Your task: All the entries need to be quoted exactly, apart from the pictures, which you should drop.

Working data:
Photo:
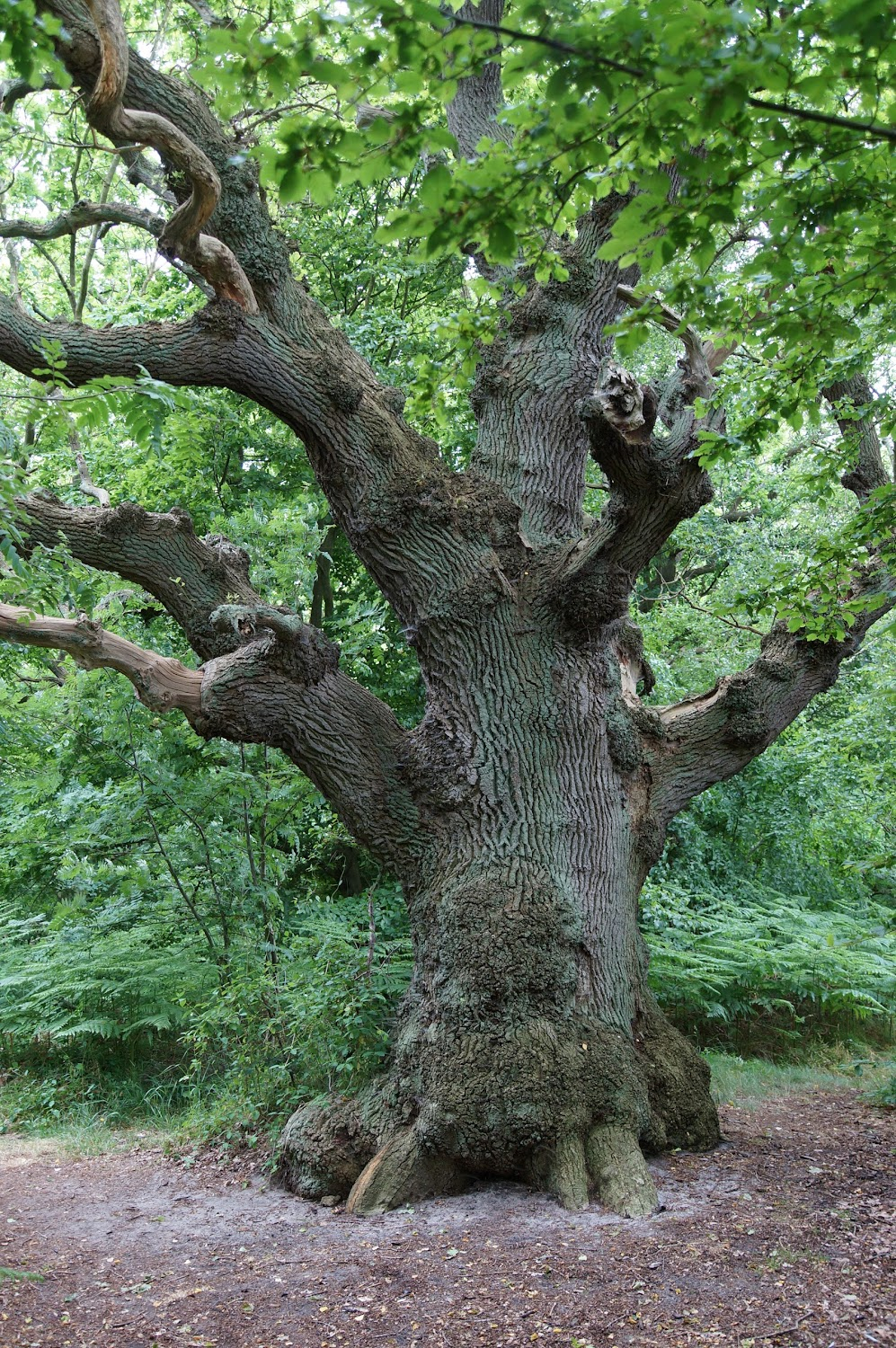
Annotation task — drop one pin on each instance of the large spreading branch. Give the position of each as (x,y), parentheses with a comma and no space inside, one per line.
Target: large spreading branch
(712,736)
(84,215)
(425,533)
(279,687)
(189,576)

Task result:
Photo:
Annotation task — drop one pin on each instance of the large spreading branch. Give the position of each as (x,y), parentheses with a comma and no space inside, one per line.
Target: large spreading branch
(712,736)
(84,215)
(425,533)
(279,687)
(189,576)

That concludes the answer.